Requests -
**a)** Return the stretch of the police Bill debate from "Gladly. The hon." through "Members will understand.", copied word for word.
**b)** In the police Bill debate, what does Mr. Taylor say the Scottish provisions of the Bill mainly cover?

Passage -
<<<<
The key changes in the Bill are essential if we want to have the best possible police service in the 21st century. It will create strong, independent local police authorities; greater freedom for chief constables to manage their forces; a clear framework for setting priorities and measuring performance; a new funding system and a strong inspectorate; and it will pave the way for better personnel management and discipline procedures—for a start.

Mr. Worthington

Will the Minister now do what the Home Secretary did not do and explain how the Bill applies to Scotland and justify it in the Scottish context, and do that now?

Mr. Taylor

Gladly. The hon. Member for Caithness and Sutherland (Mr. Maclennan) and the hon. Gentleman mentioned the Scottish part of the Bill. The Scottish provisions mainly cover issues that are dealt with on a Great Britain basis, such as rank structure and conditions of service. Therefore, it is appropriate for them to be included in a Great Britain Bill. [Interruption.] I must press on because time is limited, as I am sure hon. Members will understand.

The changes proposed will result in a police service which is better able to respond to what the public want because it is better organised and better run. By making accountability clearer, local people will be better able to see how well their local police are performing and whether they are meeting the needs of local communities. The Bill will help police forces to focus their efforts more effectively on those things that are of greatest public concern. Together with the Criminal Justice and Public Order Bill, the Bill represents the most significant assault upon crime by any Government for many years.

It has been claimed that there was no consultation before the Bill was introduced. That simply is not the case. There was a full and open public debate about the future of the police service for more than a year before the Bill was introduced. The issues that the Bill addresses go back several years before that.

Mr. Bermingham

Will the hon. Gentleman, in a moment of sanity, tell me what the Bill does to improve the efficiency of the police force or to aid the prevention of crime?
>>>>
Stored rows -
<<<<
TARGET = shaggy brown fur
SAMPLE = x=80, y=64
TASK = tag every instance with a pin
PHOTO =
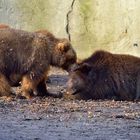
x=105, y=76
x=4, y=26
x=26, y=57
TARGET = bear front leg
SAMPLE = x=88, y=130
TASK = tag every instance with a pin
x=28, y=86
x=5, y=88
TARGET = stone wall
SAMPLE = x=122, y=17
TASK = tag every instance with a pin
x=112, y=25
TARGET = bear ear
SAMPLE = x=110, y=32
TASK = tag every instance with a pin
x=86, y=67
x=61, y=46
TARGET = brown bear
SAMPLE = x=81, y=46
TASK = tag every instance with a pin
x=106, y=76
x=4, y=26
x=26, y=57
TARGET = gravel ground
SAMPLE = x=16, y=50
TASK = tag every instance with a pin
x=61, y=119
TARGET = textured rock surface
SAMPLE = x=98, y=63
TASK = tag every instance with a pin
x=90, y=24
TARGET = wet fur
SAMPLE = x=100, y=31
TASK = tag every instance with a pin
x=26, y=57
x=107, y=76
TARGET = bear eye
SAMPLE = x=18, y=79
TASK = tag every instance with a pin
x=92, y=75
x=66, y=48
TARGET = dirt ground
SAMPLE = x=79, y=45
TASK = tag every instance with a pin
x=61, y=119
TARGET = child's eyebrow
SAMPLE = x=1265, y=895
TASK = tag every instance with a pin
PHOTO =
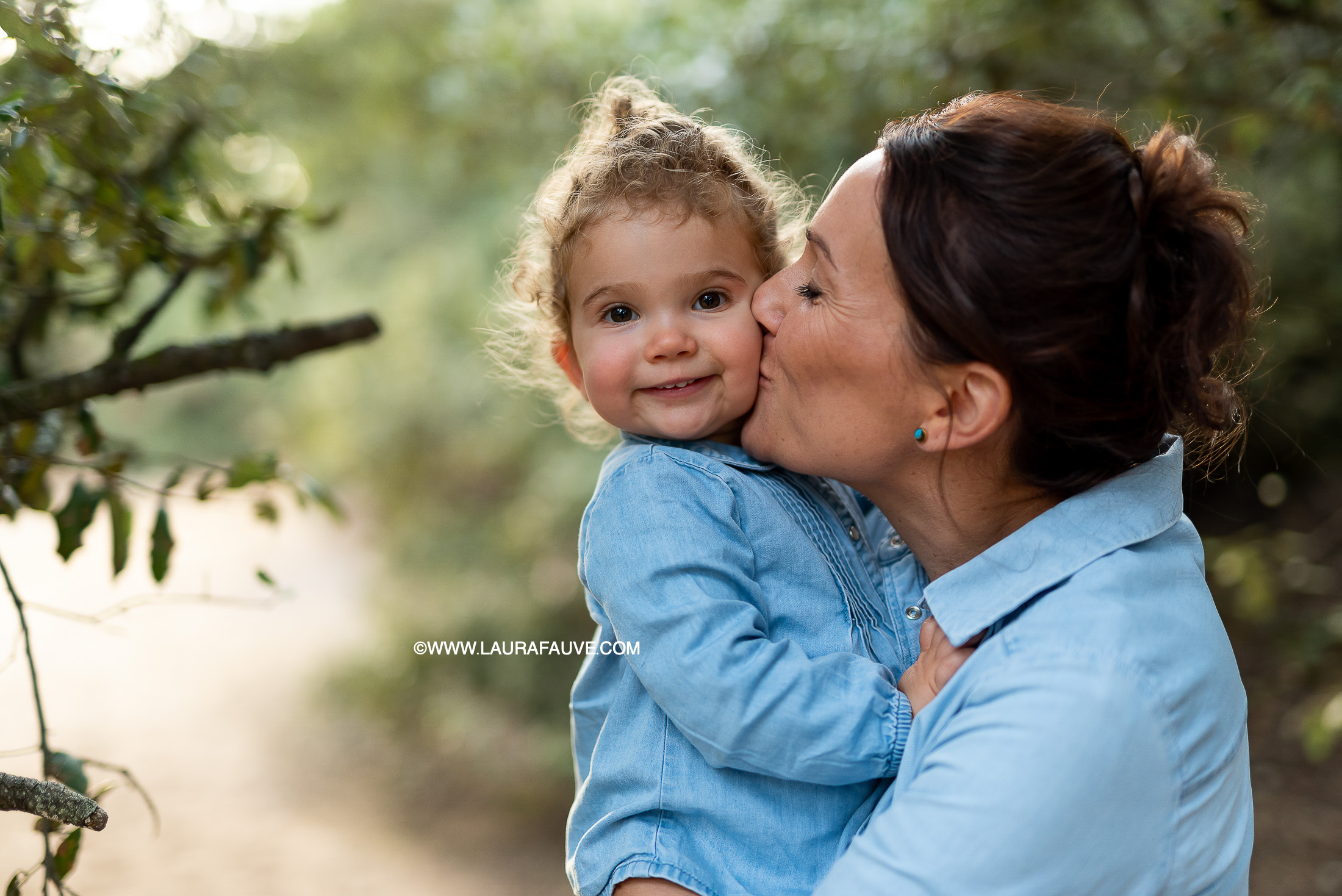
x=633, y=286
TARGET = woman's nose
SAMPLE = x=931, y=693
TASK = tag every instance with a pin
x=670, y=341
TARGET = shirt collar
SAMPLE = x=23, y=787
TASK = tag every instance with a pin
x=1132, y=507
x=733, y=455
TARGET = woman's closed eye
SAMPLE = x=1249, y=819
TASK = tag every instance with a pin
x=808, y=292
x=619, y=314
x=710, y=301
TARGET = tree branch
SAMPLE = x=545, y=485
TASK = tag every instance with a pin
x=126, y=339
x=253, y=352
x=50, y=800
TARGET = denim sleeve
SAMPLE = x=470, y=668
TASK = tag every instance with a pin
x=1052, y=780
x=666, y=558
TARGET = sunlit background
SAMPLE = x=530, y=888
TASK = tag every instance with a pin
>>>>
Task-by-task outputs -
**a)**
Gladly. The hon. Member for Caithness and Sutherland (Mr. Maclennan) and the hon. Gentleman mentioned the Scottish part of the Bill. The Scottish provisions mainly cover issues that are dealt with on a Great Britain basis, such as rank structure and conditions of service. Therefore, it is appropriate for them to be included in a Great Britain Bill. [Interruption.] I must press on because time is limited, as I am sure hon. Members will understand.

**b)** Issues dealt with on a Great Britain basis, such as rank structure and conditions of service.